== DOCUMENT ==
We already HAVE one. 

Damon Stoudamire.


----------



## MAS RipCity (Feb 22, 2003)

Fork said:


> All this indignation over 'tweener' types being put in one or the other group that they are 'tween' is ridiculous.
> 
> Monta Ellis? Nate Robinson? Ronnie Brewer? All three are 'tweeners' Who cares which category they're in? The people who put these lists together probably talk to scouts and the consensus probably leans toward PG for some and SG for others. I know they've probably seen each and every one of these players more than any of us have, so maybe they know what they're talking about?


 From Draft City:



Draft City said:


> Monta Ellis
> 
> While Monta was impressive today, I’m still not sold on him as a point guard (and neither are the scouts we talked to apparently). He did a good job handling the ball and knocking down outside shots, but had quite a few turnovers and didn’t look to be the best decision maker. Monta has very nice form on his shot, good lift, and good range. He also did a very good job today on the defensive end by playing good man-to-man defense and reading the passing lanes well. Personally, I think that Monta made it clear over the past few days that he is definitely a better NBA prospect then Louis Williams right now. Let’s see how that carries over tomorrow to the game itself.


----------



## Starbury03 (Aug 12, 2003)

Robinson is a point guard last year he just looked to score. But this year he has improved his point guard skills greatly. Stoudamire is only a shooting guard on the current blazers becasue they dont have much talent or scorers if on a good team he would be a decent point guard.


----------



## Scout226 (Sep 17, 2003)

Schilly said:


> I've really paying attention to the scouting reports on these guys and all...My concluision is this.
> 
> If Marvin Williams or Bogut are avalable for Portland, then you take either. If neither is available for Portland then Gerald Green should be their pick.
> 
> ...



I haven't been following the scouting reports to much, but I'd be disappointed if we took a SF like Marvin Williams. If he was a clear cut super star and the head and shoulders better than anyone else, then yes take him. But if it's a toss up, I'd pass. Half our roster is a SF it seems. 

Bogut is surely not going to be there unless we got the top two picks, IMO, so I'd shoot for Green. If he plays the SG position and has that much potential, that's all I need to know. Having DA on our team and no decent backup for that position, it makes the decision for me that much easier..

== TASKS ==
1 - Decide whether each statement agrees with the forum thread. Answer yes or no for each and quote the deciding words.
(a) The Draft City excerpt says Monta Ellis made few turnovers.
(b) The post by Starbury03 says Robinson improved his point guard skills this year.
(c) The post by Scout226 says Bogut will surely be available for Portland.
2 - Reproduce everything in the forum thread from "## MAS RipCity" down to "are 'tween' is ridiculous.".

== RECORD LIST ==
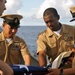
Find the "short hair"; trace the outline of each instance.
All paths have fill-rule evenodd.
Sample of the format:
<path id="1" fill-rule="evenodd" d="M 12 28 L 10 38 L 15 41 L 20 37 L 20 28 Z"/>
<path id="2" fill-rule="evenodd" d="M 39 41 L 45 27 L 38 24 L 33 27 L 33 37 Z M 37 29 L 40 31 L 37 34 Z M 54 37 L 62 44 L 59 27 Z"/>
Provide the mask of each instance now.
<path id="1" fill-rule="evenodd" d="M 53 13 L 55 17 L 58 17 L 58 12 L 55 8 L 47 8 L 44 13 L 43 13 L 43 16 L 47 16 L 49 15 L 50 13 Z"/>

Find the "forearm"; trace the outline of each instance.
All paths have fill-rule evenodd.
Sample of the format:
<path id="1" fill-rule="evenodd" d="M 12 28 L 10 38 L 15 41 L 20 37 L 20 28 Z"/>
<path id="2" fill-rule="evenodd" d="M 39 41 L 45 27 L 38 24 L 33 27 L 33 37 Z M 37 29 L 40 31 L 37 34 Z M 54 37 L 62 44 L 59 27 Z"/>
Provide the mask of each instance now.
<path id="1" fill-rule="evenodd" d="M 63 75 L 75 75 L 75 68 L 63 69 Z"/>
<path id="2" fill-rule="evenodd" d="M 47 65 L 46 55 L 45 54 L 39 54 L 38 55 L 38 61 L 39 61 L 39 65 L 41 67 L 46 66 Z"/>
<path id="3" fill-rule="evenodd" d="M 29 54 L 26 54 L 25 56 L 23 56 L 23 58 L 24 58 L 25 65 L 27 66 L 31 65 L 31 58 Z"/>

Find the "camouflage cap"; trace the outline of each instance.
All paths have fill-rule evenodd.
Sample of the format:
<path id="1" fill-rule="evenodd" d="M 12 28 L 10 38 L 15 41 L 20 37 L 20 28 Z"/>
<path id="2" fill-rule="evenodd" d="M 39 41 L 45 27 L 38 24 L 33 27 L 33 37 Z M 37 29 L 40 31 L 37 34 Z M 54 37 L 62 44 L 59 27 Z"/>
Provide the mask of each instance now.
<path id="1" fill-rule="evenodd" d="M 4 22 L 9 24 L 13 28 L 20 27 L 20 20 L 23 18 L 21 15 L 18 14 L 8 14 L 2 15 L 0 18 L 4 19 Z"/>
<path id="2" fill-rule="evenodd" d="M 70 22 L 74 21 L 75 20 L 75 6 L 71 6 L 70 7 L 70 12 L 72 14 L 72 20 L 70 20 Z"/>

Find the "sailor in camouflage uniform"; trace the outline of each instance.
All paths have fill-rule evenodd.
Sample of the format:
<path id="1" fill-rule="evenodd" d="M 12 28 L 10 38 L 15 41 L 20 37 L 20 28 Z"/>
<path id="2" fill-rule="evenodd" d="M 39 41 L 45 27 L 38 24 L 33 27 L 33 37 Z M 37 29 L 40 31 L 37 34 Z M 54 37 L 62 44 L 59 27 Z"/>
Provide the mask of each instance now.
<path id="1" fill-rule="evenodd" d="M 55 8 L 48 8 L 43 14 L 47 29 L 38 35 L 37 54 L 40 66 L 46 66 L 48 56 L 50 62 L 62 52 L 74 46 L 74 27 L 59 22 L 60 16 Z"/>
<path id="2" fill-rule="evenodd" d="M 26 42 L 15 34 L 20 27 L 21 15 L 9 14 L 3 18 L 3 31 L 0 33 L 0 59 L 8 64 L 20 64 L 21 56 L 25 65 L 30 65 L 30 53 Z"/>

== ANSWERS TO THE PROBLEMS ==
1 -
(a) No: "had quite a few turnovers and didn’t look to be the best decision maker"
(b) Yes: "But this year he has improved his point guard skills greatly."
(c) No: "Bogut is surely not going to be there unless we got the top two picks"

2 -
## MAS RipCity (Feb 22, 2003)

Fork said:


> All this indignation over 'tweener' types being put in one or the other group that they are 'tween' is ridiculous.